■ **WHAT IS EXPECTED**:
Copy all of the entries below, swapping every "integer keys" for "numeric keys" and leaving everything else as it is.

■ **DATASET**:
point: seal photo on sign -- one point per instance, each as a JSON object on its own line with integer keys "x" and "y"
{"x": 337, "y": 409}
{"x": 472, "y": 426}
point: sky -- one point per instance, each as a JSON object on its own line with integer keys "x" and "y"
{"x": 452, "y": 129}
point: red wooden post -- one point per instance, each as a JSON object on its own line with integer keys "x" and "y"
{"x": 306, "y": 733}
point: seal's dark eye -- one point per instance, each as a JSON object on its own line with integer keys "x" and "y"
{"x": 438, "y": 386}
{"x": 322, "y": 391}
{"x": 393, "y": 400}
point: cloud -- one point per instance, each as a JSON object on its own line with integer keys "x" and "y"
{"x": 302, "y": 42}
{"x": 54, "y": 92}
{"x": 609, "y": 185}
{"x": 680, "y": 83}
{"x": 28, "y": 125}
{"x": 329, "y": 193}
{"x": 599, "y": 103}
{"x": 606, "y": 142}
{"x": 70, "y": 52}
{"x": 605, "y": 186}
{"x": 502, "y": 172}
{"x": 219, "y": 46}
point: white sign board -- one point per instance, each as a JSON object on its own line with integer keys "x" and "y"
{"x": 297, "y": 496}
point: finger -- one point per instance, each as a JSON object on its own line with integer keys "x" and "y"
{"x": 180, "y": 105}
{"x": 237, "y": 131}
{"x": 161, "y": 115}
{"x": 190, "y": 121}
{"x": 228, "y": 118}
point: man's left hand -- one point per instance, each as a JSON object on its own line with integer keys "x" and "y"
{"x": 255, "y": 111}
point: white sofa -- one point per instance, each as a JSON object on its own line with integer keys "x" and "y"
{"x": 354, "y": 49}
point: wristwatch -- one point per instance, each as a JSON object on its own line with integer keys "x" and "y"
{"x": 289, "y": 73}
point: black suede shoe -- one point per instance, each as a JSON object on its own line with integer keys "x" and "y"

■ **SOLUTION TO THIS PROBLEM**:
point: seal photo on sign -- one point per instance, each as a JSON object on its own line with numeric keys "x" and "y"
{"x": 337, "y": 409}
{"x": 472, "y": 426}
point: sky -- one point per instance, each as a JSON object on its own line with numeric keys "x" and "y"
{"x": 452, "y": 129}
point: red wooden post -- one point per instance, each as a JSON object on its own line with numeric keys "x" and "y"
{"x": 306, "y": 733}
point: seal's dark eye -- one point per instance, each as a JSON object on its own line with numeric keys "x" and "y"
{"x": 438, "y": 386}
{"x": 322, "y": 391}
{"x": 393, "y": 400}
point: cloud -- one point per instance, each as a JSON object on its own line with numeric keys "x" and "y"
{"x": 302, "y": 42}
{"x": 54, "y": 92}
{"x": 609, "y": 185}
{"x": 680, "y": 83}
{"x": 28, "y": 125}
{"x": 329, "y": 193}
{"x": 599, "y": 103}
{"x": 606, "y": 142}
{"x": 70, "y": 52}
{"x": 605, "y": 186}
{"x": 502, "y": 172}
{"x": 219, "y": 46}
point: white sign board -- one point per instance, each as a JSON object on its own line with numeric keys "x" and "y"
{"x": 297, "y": 496}
point: finger -- one point per instance, each as a JSON object on its own line with numeric keys "x" and "y"
{"x": 180, "y": 105}
{"x": 237, "y": 131}
{"x": 161, "y": 115}
{"x": 190, "y": 121}
{"x": 228, "y": 118}
point: man's left hand -- one point per instance, each as a JSON object on its own line with numeric keys "x" and "y"
{"x": 255, "y": 111}
point: white sofa -- one point per instance, each as a JSON object on its own line with numeric keys "x" and "y"
{"x": 354, "y": 49}
point: wristwatch -- one point per instance, each as a JSON object on its own line with numeric keys "x" and "y"
{"x": 289, "y": 73}
point: black suede shoe -- one point per instance, each as a JSON object on its own line with numeric keys "x" and "y"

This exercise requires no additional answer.